Task to carry out ▸
Locate each row below that contains the word "rock", treating uppercase and lowercase letters as different, and copy those rows.

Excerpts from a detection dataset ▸
------------------------------------
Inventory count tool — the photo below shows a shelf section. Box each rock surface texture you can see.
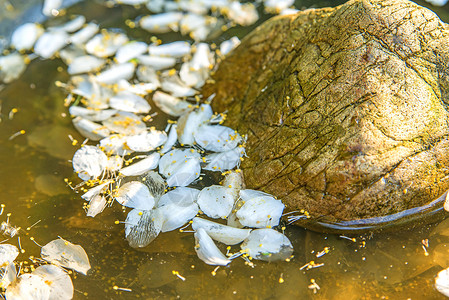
[204,0,449,221]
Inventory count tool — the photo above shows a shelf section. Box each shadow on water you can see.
[0,0,449,300]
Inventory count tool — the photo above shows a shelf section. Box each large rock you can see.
[204,0,449,221]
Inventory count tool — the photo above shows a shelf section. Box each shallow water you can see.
[0,1,449,300]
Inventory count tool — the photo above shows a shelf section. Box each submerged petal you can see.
[41,239,90,275]
[194,228,231,266]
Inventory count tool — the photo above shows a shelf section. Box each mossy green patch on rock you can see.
[204,0,449,221]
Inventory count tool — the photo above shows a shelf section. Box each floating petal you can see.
[240,228,293,261]
[236,190,285,228]
[197,185,236,219]
[194,228,231,266]
[34,30,69,58]
[72,146,108,180]
[41,239,90,275]
[126,130,167,152]
[11,23,44,51]
[192,217,251,245]
[153,91,193,117]
[157,203,199,232]
[120,153,160,176]
[139,12,183,33]
[125,209,164,248]
[194,125,243,152]
[157,186,200,207]
[114,181,155,210]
------------------------------------
Result ▸
Inventory count tool — the photo below shows a shelf section. Box each rock surface texture you can see.
Inventory count tool — the photo above shows a shelf section. Box each large rock you can see.
Inventory count tool — the photo above shows a shelf section. Box each mossy green patch on rock you can see.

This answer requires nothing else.